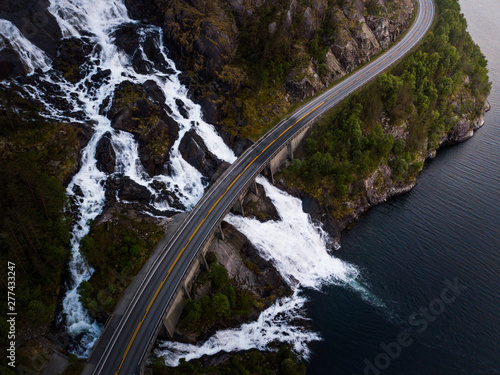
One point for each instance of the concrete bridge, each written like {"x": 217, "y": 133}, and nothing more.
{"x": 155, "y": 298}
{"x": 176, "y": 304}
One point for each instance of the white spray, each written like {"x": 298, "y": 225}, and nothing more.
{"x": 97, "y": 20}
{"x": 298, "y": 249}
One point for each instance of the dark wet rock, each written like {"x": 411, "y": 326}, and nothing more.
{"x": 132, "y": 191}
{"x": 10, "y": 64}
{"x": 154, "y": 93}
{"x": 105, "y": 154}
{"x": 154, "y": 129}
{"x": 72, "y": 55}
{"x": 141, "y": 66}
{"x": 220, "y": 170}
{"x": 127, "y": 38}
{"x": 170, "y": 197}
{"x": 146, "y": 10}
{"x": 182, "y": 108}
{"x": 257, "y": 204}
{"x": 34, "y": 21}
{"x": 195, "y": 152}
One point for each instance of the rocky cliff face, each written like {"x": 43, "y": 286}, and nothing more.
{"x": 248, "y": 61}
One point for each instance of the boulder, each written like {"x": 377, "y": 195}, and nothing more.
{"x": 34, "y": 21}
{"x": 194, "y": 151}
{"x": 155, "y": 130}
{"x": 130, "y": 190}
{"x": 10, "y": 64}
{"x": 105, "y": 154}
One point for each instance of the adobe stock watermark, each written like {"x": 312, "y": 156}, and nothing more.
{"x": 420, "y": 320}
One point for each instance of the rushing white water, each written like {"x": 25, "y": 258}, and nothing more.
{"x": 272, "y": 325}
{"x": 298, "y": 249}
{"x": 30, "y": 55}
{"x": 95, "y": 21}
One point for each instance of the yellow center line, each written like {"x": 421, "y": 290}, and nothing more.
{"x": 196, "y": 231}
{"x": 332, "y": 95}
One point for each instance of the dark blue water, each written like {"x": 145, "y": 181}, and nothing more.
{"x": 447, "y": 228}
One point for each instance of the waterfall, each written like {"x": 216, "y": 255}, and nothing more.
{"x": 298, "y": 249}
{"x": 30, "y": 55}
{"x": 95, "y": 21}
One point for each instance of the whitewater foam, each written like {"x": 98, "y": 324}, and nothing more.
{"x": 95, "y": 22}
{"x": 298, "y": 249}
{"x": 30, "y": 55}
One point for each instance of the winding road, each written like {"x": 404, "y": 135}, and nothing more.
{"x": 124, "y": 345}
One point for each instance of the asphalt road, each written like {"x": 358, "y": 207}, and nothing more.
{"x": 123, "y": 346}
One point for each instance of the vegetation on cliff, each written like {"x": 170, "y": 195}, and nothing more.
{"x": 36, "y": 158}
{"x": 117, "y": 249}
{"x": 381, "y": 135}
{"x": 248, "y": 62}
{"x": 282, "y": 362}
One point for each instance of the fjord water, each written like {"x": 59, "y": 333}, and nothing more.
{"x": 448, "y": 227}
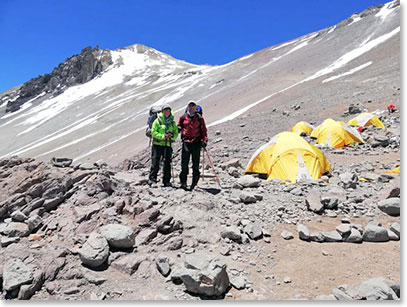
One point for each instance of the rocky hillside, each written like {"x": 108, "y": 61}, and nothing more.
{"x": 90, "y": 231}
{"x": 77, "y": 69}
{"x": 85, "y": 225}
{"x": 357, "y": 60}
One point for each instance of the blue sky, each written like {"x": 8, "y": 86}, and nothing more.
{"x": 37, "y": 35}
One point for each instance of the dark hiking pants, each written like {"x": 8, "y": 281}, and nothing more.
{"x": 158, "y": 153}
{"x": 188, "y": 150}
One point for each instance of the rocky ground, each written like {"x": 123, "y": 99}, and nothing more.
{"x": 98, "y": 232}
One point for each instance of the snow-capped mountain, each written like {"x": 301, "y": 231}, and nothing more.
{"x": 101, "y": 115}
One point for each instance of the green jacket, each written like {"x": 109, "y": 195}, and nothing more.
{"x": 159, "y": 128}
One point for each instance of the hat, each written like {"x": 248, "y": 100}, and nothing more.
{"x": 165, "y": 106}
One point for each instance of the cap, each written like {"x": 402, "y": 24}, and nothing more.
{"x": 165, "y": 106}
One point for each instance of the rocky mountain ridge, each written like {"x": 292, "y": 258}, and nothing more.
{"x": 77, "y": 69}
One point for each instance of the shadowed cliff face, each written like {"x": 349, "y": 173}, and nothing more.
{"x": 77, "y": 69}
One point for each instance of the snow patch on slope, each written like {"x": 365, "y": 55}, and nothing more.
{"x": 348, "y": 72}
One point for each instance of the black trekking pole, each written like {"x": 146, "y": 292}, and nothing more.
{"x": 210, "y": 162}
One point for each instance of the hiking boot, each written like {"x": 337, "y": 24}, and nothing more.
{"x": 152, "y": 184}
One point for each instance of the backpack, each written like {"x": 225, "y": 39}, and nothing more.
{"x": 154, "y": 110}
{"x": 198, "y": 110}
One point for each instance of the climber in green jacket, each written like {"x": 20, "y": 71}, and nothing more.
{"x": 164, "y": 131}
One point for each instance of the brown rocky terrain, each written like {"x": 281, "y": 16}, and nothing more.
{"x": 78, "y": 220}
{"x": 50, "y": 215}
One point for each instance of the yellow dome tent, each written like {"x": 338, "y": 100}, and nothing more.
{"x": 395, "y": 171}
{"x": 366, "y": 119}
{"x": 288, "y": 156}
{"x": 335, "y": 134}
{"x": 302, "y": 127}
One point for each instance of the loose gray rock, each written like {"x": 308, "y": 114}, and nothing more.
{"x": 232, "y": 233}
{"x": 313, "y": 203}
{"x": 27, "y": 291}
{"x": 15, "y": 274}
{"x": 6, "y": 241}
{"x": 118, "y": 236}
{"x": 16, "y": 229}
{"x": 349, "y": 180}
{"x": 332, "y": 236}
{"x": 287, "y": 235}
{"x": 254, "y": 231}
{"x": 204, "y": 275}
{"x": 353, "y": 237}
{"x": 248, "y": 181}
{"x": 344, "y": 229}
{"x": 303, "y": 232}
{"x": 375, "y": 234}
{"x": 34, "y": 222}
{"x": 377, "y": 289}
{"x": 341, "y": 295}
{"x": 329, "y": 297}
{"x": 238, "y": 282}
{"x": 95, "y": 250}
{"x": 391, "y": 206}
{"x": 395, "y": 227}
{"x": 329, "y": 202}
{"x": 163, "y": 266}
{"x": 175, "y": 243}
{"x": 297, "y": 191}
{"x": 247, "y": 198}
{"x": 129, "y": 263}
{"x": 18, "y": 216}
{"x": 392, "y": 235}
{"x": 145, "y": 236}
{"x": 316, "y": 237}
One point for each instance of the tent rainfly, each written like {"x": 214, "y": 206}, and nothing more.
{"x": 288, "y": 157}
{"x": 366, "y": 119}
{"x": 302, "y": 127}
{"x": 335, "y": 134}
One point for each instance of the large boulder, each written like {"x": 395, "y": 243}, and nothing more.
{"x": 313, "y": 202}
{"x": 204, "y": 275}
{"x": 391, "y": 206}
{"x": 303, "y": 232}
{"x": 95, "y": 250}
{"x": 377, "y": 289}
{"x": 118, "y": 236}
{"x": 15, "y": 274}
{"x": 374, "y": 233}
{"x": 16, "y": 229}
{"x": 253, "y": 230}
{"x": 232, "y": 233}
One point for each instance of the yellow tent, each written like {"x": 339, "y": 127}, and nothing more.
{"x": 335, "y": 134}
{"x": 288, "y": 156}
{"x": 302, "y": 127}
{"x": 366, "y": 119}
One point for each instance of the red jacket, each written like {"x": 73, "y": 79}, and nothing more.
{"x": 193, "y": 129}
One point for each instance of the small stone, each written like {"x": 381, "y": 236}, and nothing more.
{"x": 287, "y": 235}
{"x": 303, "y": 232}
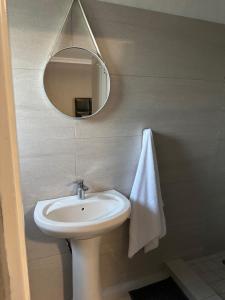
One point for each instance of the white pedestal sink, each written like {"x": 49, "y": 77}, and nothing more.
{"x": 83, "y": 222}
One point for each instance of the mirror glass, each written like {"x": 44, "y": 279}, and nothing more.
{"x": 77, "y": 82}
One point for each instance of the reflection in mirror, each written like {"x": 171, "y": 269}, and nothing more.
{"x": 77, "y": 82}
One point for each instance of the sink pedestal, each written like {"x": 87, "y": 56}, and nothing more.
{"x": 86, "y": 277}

┄┄┄┄┄┄┄┄┄┄┄┄┄┄┄┄┄┄┄┄

__YOUR TASK__.
Make an exact copy of the lines of the records from the line containing "One point for each instance of the large" through the final line, both ends included, but not of the pictures.

__EXPECTED OUTPUT__.
One point for each instance of the large boulder, each written like {"x": 395, "y": 243}, and nothing more.
{"x": 313, "y": 202}
{"x": 204, "y": 275}
{"x": 391, "y": 206}
{"x": 303, "y": 232}
{"x": 95, "y": 250}
{"x": 377, "y": 289}
{"x": 118, "y": 236}
{"x": 15, "y": 274}
{"x": 374, "y": 233}
{"x": 16, "y": 229}
{"x": 253, "y": 230}
{"x": 232, "y": 233}
One point for each instance of the yellow tent, each written like {"x": 339, "y": 127}, and nothing more.
{"x": 335, "y": 134}
{"x": 288, "y": 156}
{"x": 302, "y": 127}
{"x": 366, "y": 119}
One point for each instance of the red jacket, each written like {"x": 73, "y": 79}, and nothing more.
{"x": 193, "y": 129}
One point for each instance of the small stone, each written like {"x": 381, "y": 236}, and nothing more.
{"x": 287, "y": 235}
{"x": 303, "y": 232}
One point for each instance of the white pedestal sink, each written like {"x": 49, "y": 77}, and nothing more.
{"x": 83, "y": 222}
One point for each instance of the mirror glass, each written like {"x": 44, "y": 279}, and nothing more.
{"x": 77, "y": 82}
One point for each instance of the reflection in mirror, each written like {"x": 171, "y": 269}, and nothing more.
{"x": 77, "y": 82}
One point for each instance of the sink pedestal, each written like {"x": 87, "y": 56}, and nothing more.
{"x": 86, "y": 277}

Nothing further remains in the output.